[SUPPLIED PASSAGE]:
--- BEGIN ---

As will be seen from FIG. 2, one of the oil feed ports 25 is provided with a triangular slit 26 through which the oil feed chamber 24 is kept in communication with the braking chamber 23 during upward movement of the plunger 17. The area of the slit 26 opened to the braking chamber 23 is adjusted by means of the shoulder 6 of the housing 2 during upward and downward movements of the plunger 17. The intake valve device 50 includes a rocker arm swingably mounted on a rocker arm shaft 53, an intake valve 51 connected to the rocker arm by a valve rod, a valve spring retainer 54 mounted on the valve rod and a valve spring 55 disposed between the valve spring retainer 54 and a engine head 76 in surrounding relation with the valve rod. The rocker arm 52 is adapted to driven by a push rod 56 and drives the intake valve 51 (or an exhaust valve) to open and close the latter.

The flange portion 17a of the plunger 17 is formed with a generally hemispherical recess adapted to receive a connecting ball 57 integrally attached to one end of the push rod 56. Meanwhile, a connecting ball 58 at the other end of the push rod 56 is engaged by the rocker arm 52 so as to form a spherical connecting construction.

An oil collecting device 30 includes a cap member 32 screwed into an aperture 34 formed in the housing 2, and an oil collecting tube 31 surrounding the cap member 32. The threaded aperture 34 is in communication through an oil exhaust port 33 with the braking chamber 23, and a passage 32a formed in the cap member 32 is in communication with the oil exhaust port 33 and the interior of the oil collecting tube 31, respectively. The oil collecting tube 31 is connected through a conduit 35 with a relief valve 40.

The relief valve 40 comprises a casing 48 formed with an oil inlet port 41, and a cap portion 46 formed with an oil outlet port 47. The casing 48 receives therein a check ball 42, a compression spring 43 adapted to bias the check ball 42 against the oil inlet port 41, a retainer 44 holding the compression spring 43, and a coil 45 surrounding the retainer 44 to form therewith an electromagnetic solenoid. Thus the conduit 35 is communicated through the check ball 42 and oil outlet port 47 of the cap portion 46 with the outside, for example, an oil chamber (not shown) in the cylinder block. The oil of the relief valve 40 is electrically connected to a computer 60 which in turn is electrically connected to an engine running speed sensor 65 and a valve seating impact load sensor 70. Thus the computer 60 receives inputs from both sensors 65 and 70 and serves to vary the oil pressure in the braking chamber 23 by controlling the output to the coil 45 of the relief valve 40 such that the output of the valve seating impact load sensor 70 corresponds with a set value.

--- END ---

[PROBLEM 1]: Using the valve description, say whether each statement agrees with it, answering yes or no and quoting the deciding words: (a) The oil collecting tube 31 is joined to the relief valve 40 by a conduit 35. (b) The compression spring 43 biases the check ball 42 against the oil outlet port 47. (c) The cap member 32 is screwed into an aperture formed in the housing 2.
[PROBLEM 2]:
Answer these from the valve description:
(a) What shape is the slit 26?
(b) What does the hemispherical recess in the flange portion 17a receive?
(c) What port is the casing 48 of the relief valve 40 formed with?
The data after the valve description is not needed.

[Records excerpted from a collection]:
--- BEGIN ---

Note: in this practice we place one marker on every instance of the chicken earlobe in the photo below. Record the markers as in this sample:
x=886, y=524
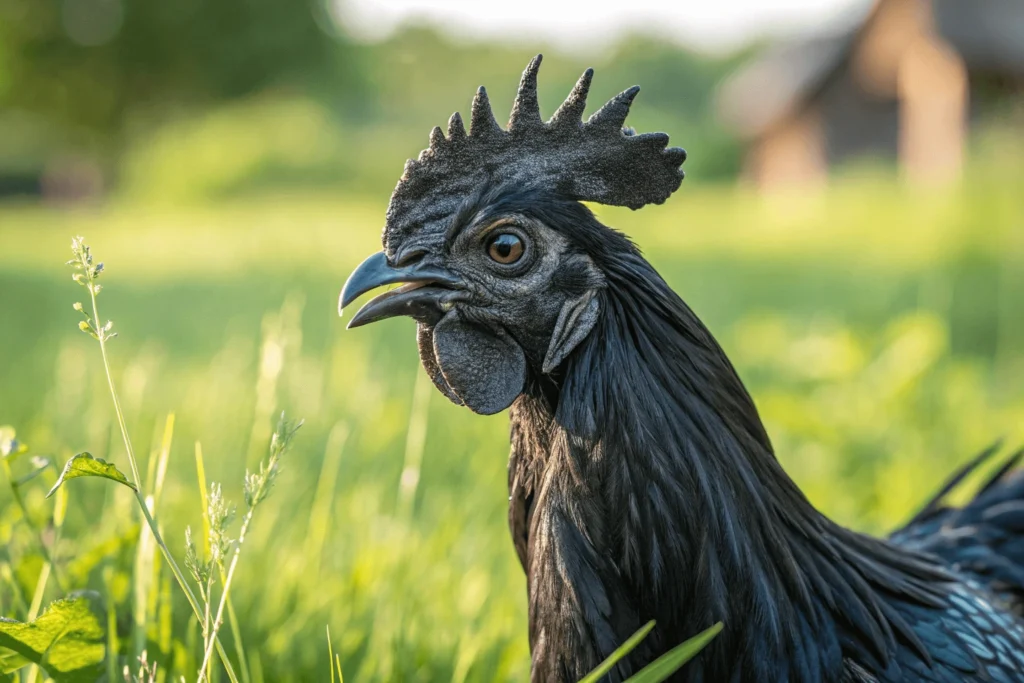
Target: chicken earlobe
x=483, y=369
x=576, y=319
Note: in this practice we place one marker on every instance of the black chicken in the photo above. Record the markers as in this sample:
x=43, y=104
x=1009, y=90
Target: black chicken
x=642, y=482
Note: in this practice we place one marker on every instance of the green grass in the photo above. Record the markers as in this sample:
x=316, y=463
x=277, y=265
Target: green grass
x=878, y=329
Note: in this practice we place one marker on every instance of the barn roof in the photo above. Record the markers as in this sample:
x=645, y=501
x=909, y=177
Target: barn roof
x=988, y=35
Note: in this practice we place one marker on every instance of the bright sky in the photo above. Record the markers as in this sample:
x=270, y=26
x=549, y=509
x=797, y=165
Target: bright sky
x=714, y=25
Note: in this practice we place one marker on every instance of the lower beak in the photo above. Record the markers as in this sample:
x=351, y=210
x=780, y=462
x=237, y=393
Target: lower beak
x=427, y=294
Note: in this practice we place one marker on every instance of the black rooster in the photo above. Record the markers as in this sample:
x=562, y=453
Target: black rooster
x=642, y=482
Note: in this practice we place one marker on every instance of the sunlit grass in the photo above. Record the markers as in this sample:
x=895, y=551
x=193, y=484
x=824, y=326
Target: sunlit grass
x=876, y=326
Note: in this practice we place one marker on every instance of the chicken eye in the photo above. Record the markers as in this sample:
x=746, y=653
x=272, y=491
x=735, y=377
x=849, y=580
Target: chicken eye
x=505, y=248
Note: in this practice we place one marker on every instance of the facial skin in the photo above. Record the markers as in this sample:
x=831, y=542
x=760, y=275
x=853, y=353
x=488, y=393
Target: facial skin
x=499, y=295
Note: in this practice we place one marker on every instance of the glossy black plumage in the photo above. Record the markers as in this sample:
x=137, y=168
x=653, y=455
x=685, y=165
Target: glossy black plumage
x=642, y=482
x=643, y=485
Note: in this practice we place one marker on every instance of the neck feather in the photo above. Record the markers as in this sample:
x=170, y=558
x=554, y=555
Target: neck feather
x=704, y=522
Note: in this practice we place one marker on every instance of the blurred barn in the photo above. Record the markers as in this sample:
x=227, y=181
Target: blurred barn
x=907, y=81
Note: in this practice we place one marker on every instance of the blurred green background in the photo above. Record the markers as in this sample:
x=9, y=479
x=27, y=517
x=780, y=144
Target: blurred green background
x=230, y=163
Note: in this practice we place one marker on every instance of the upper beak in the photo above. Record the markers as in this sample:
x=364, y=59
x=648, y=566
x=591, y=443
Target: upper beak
x=429, y=293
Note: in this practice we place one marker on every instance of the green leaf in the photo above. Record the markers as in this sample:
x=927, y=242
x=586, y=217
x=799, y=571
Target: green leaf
x=68, y=640
x=11, y=662
x=620, y=652
x=84, y=465
x=670, y=663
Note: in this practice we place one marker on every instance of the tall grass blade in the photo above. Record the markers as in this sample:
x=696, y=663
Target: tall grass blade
x=620, y=652
x=416, y=438
x=320, y=514
x=671, y=662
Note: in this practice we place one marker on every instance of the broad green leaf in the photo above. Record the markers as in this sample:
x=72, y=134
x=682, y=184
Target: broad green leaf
x=84, y=465
x=11, y=662
x=620, y=652
x=68, y=640
x=671, y=662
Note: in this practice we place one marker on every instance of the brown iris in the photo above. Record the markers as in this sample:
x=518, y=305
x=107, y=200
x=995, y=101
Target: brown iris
x=505, y=248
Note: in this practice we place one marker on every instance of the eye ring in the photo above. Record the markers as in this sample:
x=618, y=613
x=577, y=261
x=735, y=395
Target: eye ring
x=506, y=248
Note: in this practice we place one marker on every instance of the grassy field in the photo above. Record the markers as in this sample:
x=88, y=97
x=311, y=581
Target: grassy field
x=879, y=329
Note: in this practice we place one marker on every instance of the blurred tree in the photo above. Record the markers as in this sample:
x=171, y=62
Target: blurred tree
x=87, y=65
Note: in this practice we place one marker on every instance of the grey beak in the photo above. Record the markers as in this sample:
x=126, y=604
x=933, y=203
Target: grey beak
x=429, y=290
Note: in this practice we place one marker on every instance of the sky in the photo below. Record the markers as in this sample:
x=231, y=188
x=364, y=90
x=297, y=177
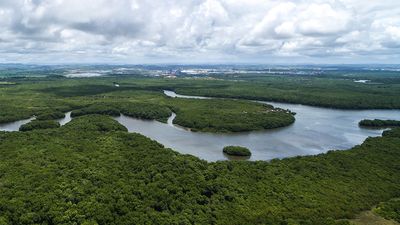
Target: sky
x=200, y=31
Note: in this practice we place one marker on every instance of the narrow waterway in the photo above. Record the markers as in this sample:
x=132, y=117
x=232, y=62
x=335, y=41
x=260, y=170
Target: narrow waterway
x=315, y=131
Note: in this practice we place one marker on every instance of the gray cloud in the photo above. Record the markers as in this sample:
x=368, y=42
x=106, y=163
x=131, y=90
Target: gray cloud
x=198, y=30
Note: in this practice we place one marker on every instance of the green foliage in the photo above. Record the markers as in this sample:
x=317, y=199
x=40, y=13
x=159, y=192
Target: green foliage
x=389, y=210
x=379, y=123
x=99, y=123
x=236, y=151
x=91, y=171
x=98, y=108
x=145, y=111
x=39, y=124
x=138, y=110
x=218, y=115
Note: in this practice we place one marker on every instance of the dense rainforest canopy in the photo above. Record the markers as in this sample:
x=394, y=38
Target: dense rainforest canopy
x=92, y=171
x=108, y=176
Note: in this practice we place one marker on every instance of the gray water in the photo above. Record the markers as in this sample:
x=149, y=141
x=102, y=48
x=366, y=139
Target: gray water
x=315, y=131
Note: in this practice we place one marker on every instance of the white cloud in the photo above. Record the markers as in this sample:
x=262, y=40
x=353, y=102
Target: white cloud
x=202, y=30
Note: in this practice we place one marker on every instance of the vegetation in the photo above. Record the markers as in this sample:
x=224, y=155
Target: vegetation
x=39, y=124
x=379, y=123
x=108, y=176
x=137, y=110
x=236, y=151
x=389, y=210
x=99, y=108
x=217, y=115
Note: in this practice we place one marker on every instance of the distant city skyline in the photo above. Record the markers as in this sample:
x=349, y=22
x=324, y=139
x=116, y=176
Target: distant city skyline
x=200, y=31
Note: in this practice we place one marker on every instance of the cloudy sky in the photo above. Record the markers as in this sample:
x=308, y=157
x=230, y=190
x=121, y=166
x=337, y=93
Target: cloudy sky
x=200, y=31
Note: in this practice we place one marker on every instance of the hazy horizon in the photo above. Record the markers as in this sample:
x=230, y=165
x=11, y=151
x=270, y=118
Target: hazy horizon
x=199, y=32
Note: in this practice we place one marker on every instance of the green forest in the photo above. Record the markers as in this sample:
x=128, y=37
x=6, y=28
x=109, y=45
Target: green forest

--- END ---

[CORRECT RESULT 1]:
(a) Yes: "The oil collecting tube 31 is connected through a conduit 35 with a relief valve 40."
(b) No: "a compression spring 43 adapted to bias the check ball 42 against the oil inlet port 41"
(c) Yes: "a cap member 32 screwed into an aperture 34 formed in the housing 2"

[CORRECT RESULT 2]:
(a) Triangular.
(b) A connecting ball 57 integrally attached to one end of the push rod 56.
(c) An oil inlet port 41.